**TASK INSTRUCTIONS**
Output the entries underneath exactly as they are.

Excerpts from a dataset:
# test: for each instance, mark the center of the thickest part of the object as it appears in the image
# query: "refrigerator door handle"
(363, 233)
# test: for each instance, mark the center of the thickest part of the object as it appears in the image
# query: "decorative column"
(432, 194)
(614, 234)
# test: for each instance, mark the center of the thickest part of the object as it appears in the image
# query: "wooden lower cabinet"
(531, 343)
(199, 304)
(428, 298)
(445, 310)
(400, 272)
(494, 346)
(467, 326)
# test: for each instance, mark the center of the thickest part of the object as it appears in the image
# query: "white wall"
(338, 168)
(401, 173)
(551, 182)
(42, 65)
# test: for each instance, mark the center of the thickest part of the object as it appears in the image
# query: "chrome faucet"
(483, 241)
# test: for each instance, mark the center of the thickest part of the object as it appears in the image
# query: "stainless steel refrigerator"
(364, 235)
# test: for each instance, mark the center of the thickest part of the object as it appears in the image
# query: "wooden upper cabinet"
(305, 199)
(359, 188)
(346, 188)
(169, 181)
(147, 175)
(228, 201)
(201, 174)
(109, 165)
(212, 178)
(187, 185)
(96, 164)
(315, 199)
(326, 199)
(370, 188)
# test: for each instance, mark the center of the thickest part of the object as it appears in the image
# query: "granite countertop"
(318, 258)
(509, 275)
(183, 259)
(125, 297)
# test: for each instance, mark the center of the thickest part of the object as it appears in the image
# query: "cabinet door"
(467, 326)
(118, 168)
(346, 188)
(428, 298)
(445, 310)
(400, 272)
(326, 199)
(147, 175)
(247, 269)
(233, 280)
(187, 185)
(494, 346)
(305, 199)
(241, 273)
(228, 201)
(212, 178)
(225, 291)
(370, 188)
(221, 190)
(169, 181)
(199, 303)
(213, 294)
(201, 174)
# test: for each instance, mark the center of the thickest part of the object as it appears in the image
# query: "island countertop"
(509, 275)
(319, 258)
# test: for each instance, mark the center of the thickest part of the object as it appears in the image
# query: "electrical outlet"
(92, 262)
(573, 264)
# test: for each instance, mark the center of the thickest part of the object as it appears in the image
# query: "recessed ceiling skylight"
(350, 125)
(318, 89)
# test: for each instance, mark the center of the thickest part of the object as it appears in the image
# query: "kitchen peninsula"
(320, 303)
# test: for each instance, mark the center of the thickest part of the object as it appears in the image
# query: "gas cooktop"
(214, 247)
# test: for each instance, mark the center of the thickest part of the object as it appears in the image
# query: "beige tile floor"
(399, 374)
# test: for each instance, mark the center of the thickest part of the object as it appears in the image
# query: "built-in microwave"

**FINAL ANSWER**
# test: for each instance, mark the center of the thickest part of the object as it appears in the image
# query: "refrigerator door handle"
(363, 233)
# test: for each instance, mark the center of the thickest part of the object as it appears in the image
# query: "decorative column"
(432, 194)
(614, 234)
# test: for each instance, mark the center of the thickest part of the object as it appears in the image
# query: "wooden lower cabinet"
(531, 343)
(199, 304)
(428, 298)
(445, 310)
(400, 272)
(494, 346)
(467, 326)
# test: for each instance, mark the center of the thickest part of the object as it appears in the image
# query: "white wall"
(338, 168)
(401, 173)
(551, 182)
(42, 65)
# test: for each instance, mark the center of the thickest part of the object as it appears in the image
# query: "chrome faucet"
(483, 241)
# test: for each instance, mark the center of the thickest part of the object as it appears in the image
# query: "stainless steel refrigerator"
(364, 235)
# test: for each instance, mark the center of the thickest part of the object as it appears in the image
# query: "wooden upper cabinet"
(305, 199)
(359, 188)
(346, 188)
(169, 181)
(147, 175)
(228, 201)
(201, 174)
(109, 165)
(212, 178)
(187, 185)
(96, 164)
(315, 199)
(326, 199)
(370, 188)
# test: for each instance, mark the center of the thickest part of the object as it appears in the image
# query: "granite countertop"
(318, 258)
(509, 275)
(183, 259)
(125, 297)
# test: for each instance, mark the center of the thickest part of the object as it appears in the image
# query: "cabinet door"
(467, 326)
(118, 168)
(346, 188)
(428, 298)
(445, 310)
(400, 272)
(326, 199)
(147, 175)
(247, 269)
(233, 280)
(187, 185)
(494, 346)
(305, 199)
(241, 273)
(228, 201)
(212, 178)
(225, 291)
(370, 188)
(221, 190)
(169, 181)
(199, 303)
(213, 294)
(201, 174)
# test: for each instance, mark the center of the thickest part of the object as it appears in the image
# query: "island countertop"
(509, 275)
(319, 258)
# test: for each instance, mark the center of the thickest part of the object as it appears in the image
# query: "electrical outlet"
(92, 262)
(573, 264)
# test: for each instance, mark the center of the thickest part of the object as it appears in the image
# query: "recessed ceiling skylight"
(350, 125)
(318, 89)
# test: for each instance, mark the center of the thickest part of the object as it appears in the image
# query: "kitchen peninsula"
(320, 303)
# test: for each instance, mark the center of the thickest part of the object as it appears in the image
# query: "gas cooktop"
(214, 247)
# test: for each instance, mark the center of the thickest part of the object as it appears in the image
# query: "beige tile floor"
(399, 374)
# test: for each instance, mark the center of the thickest part of the object as it appears in the image
# query: "built-in microwave"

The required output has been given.